Activity: Each line of the data below that holds the word "peony" is to be reported in full.

**** Supplied records

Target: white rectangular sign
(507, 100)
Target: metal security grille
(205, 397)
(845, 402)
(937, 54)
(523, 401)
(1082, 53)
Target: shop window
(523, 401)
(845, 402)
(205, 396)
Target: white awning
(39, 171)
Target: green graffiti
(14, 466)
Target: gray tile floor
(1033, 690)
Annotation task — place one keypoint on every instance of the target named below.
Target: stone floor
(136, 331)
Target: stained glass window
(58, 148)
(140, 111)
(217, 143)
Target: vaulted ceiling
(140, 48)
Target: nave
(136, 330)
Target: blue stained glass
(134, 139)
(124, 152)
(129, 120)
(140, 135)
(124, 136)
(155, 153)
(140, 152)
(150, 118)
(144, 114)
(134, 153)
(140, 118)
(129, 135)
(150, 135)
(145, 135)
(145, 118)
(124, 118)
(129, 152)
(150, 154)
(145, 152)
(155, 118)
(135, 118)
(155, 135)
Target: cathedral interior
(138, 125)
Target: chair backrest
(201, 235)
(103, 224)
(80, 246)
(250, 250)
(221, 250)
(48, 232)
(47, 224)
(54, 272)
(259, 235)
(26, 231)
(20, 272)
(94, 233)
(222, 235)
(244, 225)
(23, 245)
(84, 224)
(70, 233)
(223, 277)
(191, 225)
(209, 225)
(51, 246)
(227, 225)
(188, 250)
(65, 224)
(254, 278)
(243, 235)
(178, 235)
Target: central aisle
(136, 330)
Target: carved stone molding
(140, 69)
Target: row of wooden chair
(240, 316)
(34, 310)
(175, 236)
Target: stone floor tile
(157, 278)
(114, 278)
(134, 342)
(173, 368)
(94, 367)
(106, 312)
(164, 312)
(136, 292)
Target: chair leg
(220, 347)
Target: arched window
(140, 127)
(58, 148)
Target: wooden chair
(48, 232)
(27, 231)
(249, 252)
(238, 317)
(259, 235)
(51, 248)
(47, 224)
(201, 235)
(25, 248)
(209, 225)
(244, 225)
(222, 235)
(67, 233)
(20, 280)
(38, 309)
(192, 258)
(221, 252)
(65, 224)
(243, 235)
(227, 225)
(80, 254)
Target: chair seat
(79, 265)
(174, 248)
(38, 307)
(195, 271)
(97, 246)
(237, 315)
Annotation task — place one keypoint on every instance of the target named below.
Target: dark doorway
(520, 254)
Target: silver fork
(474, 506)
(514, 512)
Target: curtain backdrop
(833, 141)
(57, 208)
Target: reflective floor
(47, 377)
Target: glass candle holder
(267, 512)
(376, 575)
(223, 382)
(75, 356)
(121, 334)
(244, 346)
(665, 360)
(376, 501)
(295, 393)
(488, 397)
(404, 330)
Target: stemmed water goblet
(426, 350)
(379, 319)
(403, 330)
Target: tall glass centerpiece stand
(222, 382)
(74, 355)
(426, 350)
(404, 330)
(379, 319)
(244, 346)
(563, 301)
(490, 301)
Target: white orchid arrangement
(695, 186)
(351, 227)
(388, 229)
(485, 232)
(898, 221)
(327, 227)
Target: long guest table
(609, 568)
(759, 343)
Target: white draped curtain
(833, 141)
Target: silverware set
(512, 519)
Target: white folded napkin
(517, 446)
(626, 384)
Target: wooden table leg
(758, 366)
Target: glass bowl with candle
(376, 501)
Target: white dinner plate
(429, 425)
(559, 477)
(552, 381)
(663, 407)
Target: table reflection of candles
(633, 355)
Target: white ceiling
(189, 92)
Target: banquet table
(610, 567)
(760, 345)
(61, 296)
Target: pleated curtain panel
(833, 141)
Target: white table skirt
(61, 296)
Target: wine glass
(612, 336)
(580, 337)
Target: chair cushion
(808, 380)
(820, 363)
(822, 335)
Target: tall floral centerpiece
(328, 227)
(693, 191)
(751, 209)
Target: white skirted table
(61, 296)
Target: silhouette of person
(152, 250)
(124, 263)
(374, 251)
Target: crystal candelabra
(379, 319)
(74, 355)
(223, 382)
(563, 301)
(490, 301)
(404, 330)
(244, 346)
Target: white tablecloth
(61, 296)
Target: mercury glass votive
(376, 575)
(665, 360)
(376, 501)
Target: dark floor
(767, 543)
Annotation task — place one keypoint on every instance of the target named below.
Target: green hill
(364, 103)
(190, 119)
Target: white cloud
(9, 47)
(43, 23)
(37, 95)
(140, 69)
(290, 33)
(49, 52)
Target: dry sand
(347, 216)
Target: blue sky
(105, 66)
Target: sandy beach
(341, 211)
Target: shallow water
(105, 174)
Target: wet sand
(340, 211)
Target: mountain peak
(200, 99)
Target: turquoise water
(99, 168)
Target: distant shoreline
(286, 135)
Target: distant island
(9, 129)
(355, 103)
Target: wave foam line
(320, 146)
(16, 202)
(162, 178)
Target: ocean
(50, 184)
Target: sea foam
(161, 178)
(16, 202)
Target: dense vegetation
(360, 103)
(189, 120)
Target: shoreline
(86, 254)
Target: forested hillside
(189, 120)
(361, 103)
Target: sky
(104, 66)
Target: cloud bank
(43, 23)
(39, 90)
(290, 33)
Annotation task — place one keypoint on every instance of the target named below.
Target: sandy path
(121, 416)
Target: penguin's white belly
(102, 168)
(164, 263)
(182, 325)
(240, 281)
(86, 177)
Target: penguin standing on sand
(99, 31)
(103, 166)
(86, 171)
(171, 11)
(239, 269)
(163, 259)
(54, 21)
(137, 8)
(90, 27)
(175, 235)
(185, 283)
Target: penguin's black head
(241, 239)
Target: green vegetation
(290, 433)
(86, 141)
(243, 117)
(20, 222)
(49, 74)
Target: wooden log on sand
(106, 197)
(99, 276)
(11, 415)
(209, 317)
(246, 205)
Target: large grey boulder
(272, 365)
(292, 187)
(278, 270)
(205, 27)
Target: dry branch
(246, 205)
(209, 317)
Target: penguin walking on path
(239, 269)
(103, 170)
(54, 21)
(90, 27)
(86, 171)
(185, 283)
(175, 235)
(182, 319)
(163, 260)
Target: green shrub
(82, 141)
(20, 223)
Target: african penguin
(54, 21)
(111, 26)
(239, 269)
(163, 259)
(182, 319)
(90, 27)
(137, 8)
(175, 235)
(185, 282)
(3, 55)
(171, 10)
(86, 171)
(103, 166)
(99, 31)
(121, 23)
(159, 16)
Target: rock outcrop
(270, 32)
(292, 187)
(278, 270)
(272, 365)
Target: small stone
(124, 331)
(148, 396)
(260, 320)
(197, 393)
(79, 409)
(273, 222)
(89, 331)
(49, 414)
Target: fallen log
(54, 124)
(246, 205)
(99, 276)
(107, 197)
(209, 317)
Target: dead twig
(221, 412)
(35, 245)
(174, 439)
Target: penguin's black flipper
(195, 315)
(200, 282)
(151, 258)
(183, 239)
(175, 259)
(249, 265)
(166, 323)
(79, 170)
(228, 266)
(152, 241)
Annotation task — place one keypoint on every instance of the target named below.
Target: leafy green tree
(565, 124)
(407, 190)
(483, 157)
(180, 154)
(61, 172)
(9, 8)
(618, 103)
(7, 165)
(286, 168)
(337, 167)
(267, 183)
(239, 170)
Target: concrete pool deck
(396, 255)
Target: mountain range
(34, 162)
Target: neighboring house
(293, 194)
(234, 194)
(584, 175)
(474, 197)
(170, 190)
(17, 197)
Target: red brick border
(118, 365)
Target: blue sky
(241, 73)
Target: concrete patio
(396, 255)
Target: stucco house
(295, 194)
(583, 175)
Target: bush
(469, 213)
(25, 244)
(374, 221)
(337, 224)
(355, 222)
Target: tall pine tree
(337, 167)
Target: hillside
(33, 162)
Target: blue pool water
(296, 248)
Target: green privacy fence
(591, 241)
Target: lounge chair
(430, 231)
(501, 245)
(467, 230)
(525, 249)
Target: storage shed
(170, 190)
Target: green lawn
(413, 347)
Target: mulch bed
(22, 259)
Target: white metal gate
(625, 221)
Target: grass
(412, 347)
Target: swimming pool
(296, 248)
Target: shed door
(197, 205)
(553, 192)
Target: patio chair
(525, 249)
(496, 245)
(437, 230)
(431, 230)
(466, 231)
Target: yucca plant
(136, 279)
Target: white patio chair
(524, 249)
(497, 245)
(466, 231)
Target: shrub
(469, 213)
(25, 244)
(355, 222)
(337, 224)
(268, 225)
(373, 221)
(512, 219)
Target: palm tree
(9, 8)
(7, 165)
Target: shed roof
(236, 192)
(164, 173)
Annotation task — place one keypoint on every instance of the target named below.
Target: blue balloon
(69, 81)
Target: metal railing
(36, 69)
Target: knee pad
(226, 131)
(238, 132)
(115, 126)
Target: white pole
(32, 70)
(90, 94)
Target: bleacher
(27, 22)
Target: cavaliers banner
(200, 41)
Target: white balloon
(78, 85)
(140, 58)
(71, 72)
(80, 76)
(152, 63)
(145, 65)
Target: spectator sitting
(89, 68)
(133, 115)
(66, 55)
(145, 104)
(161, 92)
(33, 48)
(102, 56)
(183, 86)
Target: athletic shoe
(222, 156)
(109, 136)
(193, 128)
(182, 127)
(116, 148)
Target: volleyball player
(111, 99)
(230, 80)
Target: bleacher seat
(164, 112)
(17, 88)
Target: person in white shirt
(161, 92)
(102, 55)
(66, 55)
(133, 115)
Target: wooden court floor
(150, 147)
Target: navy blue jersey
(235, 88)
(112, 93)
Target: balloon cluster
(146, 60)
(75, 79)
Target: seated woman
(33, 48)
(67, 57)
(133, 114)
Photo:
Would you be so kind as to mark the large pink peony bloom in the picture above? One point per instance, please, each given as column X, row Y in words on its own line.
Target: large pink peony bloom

********

Answer box:
Would you be so kind as to mark the large pink peony bloom in the picture above? One point per instance, please, each given as column X, row Y in words on its own line.
Target: large pink peony bloom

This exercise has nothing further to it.